* YOUR TASK *
The records below must be copied out completely and exactly.

(Collected data entries)
- - -
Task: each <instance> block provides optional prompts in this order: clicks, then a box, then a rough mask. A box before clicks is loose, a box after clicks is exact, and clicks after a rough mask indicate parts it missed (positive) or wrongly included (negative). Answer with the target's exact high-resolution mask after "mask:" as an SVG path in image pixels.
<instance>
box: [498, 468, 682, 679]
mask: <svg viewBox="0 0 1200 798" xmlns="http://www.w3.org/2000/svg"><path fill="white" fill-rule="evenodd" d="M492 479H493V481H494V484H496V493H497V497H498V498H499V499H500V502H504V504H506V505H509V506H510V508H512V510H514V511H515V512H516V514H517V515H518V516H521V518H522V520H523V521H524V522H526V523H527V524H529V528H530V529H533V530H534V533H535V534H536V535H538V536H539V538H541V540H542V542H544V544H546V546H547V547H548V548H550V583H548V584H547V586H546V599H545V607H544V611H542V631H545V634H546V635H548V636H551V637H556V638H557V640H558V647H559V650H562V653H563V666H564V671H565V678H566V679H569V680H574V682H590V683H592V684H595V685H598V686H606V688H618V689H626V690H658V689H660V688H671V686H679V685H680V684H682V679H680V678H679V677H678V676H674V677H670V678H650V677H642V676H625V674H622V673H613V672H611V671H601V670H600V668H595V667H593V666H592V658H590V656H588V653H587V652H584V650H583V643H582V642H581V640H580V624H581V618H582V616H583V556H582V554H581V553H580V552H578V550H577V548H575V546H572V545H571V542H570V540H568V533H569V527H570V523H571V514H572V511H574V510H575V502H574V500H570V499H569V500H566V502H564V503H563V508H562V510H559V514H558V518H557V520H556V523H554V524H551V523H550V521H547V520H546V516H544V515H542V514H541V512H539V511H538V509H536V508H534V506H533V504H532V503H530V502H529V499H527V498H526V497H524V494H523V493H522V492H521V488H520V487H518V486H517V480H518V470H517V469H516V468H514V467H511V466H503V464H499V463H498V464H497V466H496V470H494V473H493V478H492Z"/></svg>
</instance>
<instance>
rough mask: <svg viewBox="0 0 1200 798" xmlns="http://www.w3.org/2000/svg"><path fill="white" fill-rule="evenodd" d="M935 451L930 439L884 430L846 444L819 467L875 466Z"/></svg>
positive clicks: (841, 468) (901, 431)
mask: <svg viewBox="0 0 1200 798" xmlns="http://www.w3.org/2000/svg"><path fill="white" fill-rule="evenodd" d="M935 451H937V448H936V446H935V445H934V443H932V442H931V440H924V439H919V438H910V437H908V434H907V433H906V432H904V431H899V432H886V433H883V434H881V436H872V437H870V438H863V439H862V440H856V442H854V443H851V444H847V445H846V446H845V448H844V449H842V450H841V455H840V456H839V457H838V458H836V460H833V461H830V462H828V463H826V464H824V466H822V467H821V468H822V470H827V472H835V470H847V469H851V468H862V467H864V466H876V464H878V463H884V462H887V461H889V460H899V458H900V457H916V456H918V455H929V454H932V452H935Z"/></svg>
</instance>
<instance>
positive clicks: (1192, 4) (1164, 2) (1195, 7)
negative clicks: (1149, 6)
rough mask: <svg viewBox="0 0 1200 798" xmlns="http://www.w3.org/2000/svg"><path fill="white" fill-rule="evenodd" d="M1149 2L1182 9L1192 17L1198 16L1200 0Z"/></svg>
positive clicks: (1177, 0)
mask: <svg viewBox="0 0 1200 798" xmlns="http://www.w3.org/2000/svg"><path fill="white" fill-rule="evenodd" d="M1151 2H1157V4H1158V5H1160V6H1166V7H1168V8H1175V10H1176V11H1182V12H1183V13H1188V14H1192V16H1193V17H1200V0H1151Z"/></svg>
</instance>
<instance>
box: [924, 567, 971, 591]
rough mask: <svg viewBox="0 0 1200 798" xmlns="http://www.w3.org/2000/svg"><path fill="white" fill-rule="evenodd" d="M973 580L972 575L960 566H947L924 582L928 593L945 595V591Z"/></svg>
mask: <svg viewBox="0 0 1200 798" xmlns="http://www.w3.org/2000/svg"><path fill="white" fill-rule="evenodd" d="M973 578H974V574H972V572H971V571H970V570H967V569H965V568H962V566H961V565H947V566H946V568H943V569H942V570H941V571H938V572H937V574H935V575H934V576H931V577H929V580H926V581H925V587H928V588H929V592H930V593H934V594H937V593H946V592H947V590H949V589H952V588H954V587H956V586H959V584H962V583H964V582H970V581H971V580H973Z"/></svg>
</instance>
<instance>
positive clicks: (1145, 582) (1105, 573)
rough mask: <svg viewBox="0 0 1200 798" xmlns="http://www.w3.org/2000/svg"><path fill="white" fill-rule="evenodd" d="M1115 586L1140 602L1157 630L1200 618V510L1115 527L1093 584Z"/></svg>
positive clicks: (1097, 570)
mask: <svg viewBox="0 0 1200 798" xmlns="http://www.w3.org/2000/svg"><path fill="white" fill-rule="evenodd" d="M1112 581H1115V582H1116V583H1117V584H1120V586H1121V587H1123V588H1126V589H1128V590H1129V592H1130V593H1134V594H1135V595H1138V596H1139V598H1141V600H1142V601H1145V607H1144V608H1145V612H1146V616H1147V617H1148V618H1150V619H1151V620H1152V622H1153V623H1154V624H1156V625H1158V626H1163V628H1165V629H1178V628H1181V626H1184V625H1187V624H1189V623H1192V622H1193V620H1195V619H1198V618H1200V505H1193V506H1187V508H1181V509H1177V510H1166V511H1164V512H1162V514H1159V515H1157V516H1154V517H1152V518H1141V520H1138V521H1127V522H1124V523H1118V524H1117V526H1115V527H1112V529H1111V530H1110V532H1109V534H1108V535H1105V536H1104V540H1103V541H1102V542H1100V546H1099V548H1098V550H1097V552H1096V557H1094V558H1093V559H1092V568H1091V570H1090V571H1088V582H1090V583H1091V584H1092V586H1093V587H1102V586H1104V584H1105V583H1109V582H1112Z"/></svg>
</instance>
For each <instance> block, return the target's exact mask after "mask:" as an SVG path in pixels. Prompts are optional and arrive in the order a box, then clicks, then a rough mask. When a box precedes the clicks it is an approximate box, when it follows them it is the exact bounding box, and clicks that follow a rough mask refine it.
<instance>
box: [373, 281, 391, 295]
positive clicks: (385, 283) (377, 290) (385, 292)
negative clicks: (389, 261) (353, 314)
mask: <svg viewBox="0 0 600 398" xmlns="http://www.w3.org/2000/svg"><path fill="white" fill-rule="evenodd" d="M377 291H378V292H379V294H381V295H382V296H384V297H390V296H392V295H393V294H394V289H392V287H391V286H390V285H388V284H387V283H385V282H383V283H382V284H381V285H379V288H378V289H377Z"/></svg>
- - -
* SOLUTION *
Task: each <instance> block provides optional prompts in this order: clicks, then a box, then a rough mask. A box before clicks is loose, a box after clicks is exact, and clicks after a rough mask indicate parts it missed (positive) or wrongly included (negative). Answer with the target's exact high-resolution mask after "mask:" as an SVG path in image pixels.
<instance>
box: [498, 468, 682, 679]
mask: <svg viewBox="0 0 1200 798" xmlns="http://www.w3.org/2000/svg"><path fill="white" fill-rule="evenodd" d="M492 479H493V481H494V484H496V493H497V497H498V498H499V499H500V502H504V504H506V505H509V506H510V508H512V510H514V511H515V512H516V514H517V515H518V516H521V518H522V520H523V521H524V522H526V523H527V524H529V528H530V529H533V530H534V533H535V534H536V535H538V536H539V538H541V540H542V542H544V544H546V546H547V547H548V548H550V583H548V584H547V586H546V599H545V607H544V611H542V631H545V634H546V635H548V636H551V637H556V638H557V640H558V647H559V650H562V653H563V666H564V671H565V678H566V679H569V680H574V682H590V683H592V684H595V685H598V686H606V688H618V689H626V690H658V689H660V688H671V686H679V685H680V684H682V679H680V678H679V677H678V676H674V677H670V678H650V677H642V676H625V674H622V673H613V672H611V671H601V670H600V668H595V667H593V666H592V658H590V656H588V653H587V652H584V650H583V643H582V642H581V640H580V624H581V618H582V616H583V556H582V554H581V553H580V552H578V550H577V548H575V546H572V545H571V542H570V540H568V533H569V527H570V523H571V514H572V511H574V510H575V502H574V500H570V499H569V500H566V502H564V503H563V508H562V510H559V514H558V518H557V520H556V523H554V524H551V523H550V521H547V520H546V516H544V515H542V514H541V512H539V511H538V509H536V508H534V506H533V504H532V503H530V502H529V499H527V498H526V497H524V494H523V493H522V492H521V488H520V487H518V486H517V480H518V470H517V469H516V468H514V467H511V466H503V464H499V463H498V464H497V466H496V470H494V473H493V478H492Z"/></svg>
</instance>
<instance>
rough mask: <svg viewBox="0 0 1200 798" xmlns="http://www.w3.org/2000/svg"><path fill="white" fill-rule="evenodd" d="M935 451L930 439L884 430L846 444L819 467L875 466Z"/></svg>
positive clicks: (841, 468) (901, 431)
mask: <svg viewBox="0 0 1200 798" xmlns="http://www.w3.org/2000/svg"><path fill="white" fill-rule="evenodd" d="M935 451H937V448H936V446H935V445H934V443H932V442H931V440H924V439H919V438H910V437H908V434H907V433H906V432H904V431H899V432H886V433H883V434H881V436H872V437H870V438H863V439H862V440H856V442H854V443H851V444H847V445H846V446H845V448H844V449H842V450H841V455H840V456H839V457H838V458H836V460H833V461H830V462H828V463H826V464H824V466H822V467H821V468H822V470H827V472H835V470H847V469H851V468H862V467H864V466H876V464H878V463H884V462H887V461H889V460H899V458H900V457H916V456H918V455H929V454H932V452H935Z"/></svg>
</instance>
<instance>
positive clicks: (1192, 4) (1164, 2) (1195, 7)
negative clicks: (1149, 6)
rough mask: <svg viewBox="0 0 1200 798" xmlns="http://www.w3.org/2000/svg"><path fill="white" fill-rule="evenodd" d="M1149 2L1182 9L1192 17L1198 16L1200 0Z"/></svg>
positive clicks: (1177, 0)
mask: <svg viewBox="0 0 1200 798" xmlns="http://www.w3.org/2000/svg"><path fill="white" fill-rule="evenodd" d="M1151 2H1157V4H1158V5H1160V6H1166V7H1168V8H1175V10H1176V11H1182V12H1183V13H1188V14H1192V16H1193V17H1200V0H1151Z"/></svg>
</instance>
<instance>
box: [924, 567, 971, 591]
rough mask: <svg viewBox="0 0 1200 798" xmlns="http://www.w3.org/2000/svg"><path fill="white" fill-rule="evenodd" d="M973 580L972 575L960 566H947L924 582L928 593L945 595V591Z"/></svg>
mask: <svg viewBox="0 0 1200 798" xmlns="http://www.w3.org/2000/svg"><path fill="white" fill-rule="evenodd" d="M973 578H974V574H972V572H971V571H970V570H967V569H965V568H962V566H961V565H947V566H946V568H943V569H942V570H941V571H938V572H937V574H935V575H934V576H931V577H929V580H926V581H925V587H928V588H929V592H930V593H934V594H937V593H946V592H947V590H949V589H952V588H954V587H956V586H959V584H962V583H964V582H970V581H971V580H973Z"/></svg>
</instance>
<instance>
positive clicks: (1145, 582) (1105, 573)
rough mask: <svg viewBox="0 0 1200 798" xmlns="http://www.w3.org/2000/svg"><path fill="white" fill-rule="evenodd" d="M1115 586L1140 602L1157 630L1200 618V510L1115 527L1093 584Z"/></svg>
positive clicks: (1097, 570)
mask: <svg viewBox="0 0 1200 798" xmlns="http://www.w3.org/2000/svg"><path fill="white" fill-rule="evenodd" d="M1112 581H1115V582H1116V583H1117V584H1120V586H1121V587H1123V588H1126V589H1128V590H1129V592H1130V593H1134V594H1135V595H1138V596H1139V598H1141V600H1142V601H1145V607H1144V608H1145V612H1146V616H1147V617H1148V618H1150V619H1151V620H1152V622H1153V623H1154V624H1156V625H1158V626H1163V628H1165V629H1178V628H1181V626H1184V625H1187V624H1189V623H1192V622H1193V620H1195V619H1198V618H1200V505H1193V506H1187V508H1181V509H1177V510H1166V511H1164V512H1162V514H1159V515H1157V516H1154V517H1152V518H1141V520H1138V521H1127V522H1124V523H1118V524H1117V526H1115V527H1112V529H1111V530H1110V532H1109V534H1108V535H1105V536H1104V540H1103V541H1102V542H1100V546H1099V548H1098V550H1097V552H1096V557H1094V558H1093V559H1092V568H1091V570H1090V571H1088V582H1090V583H1091V584H1092V586H1093V587H1102V586H1104V584H1105V583H1109V582H1112Z"/></svg>
</instance>
For each <instance> block, return the target's exact mask after "mask:" as an SVG path in pixels. Prompts are optional and arrive in the order a box, then clicks, then a rough mask. When a box precedes the clicks it is an approximate box, when it follows them it is the exact bounding box, and clicks that follow a rough mask refine it.
<instance>
box: [373, 281, 391, 295]
positive clicks: (385, 283) (377, 290) (385, 292)
negative clicks: (389, 261) (353, 314)
mask: <svg viewBox="0 0 600 398" xmlns="http://www.w3.org/2000/svg"><path fill="white" fill-rule="evenodd" d="M377 291H378V292H379V294H381V295H382V296H384V297H390V296H392V295H393V294H394V289H392V287H391V286H390V285H388V284H387V283H385V282H383V283H382V284H381V285H379V288H378V289H377Z"/></svg>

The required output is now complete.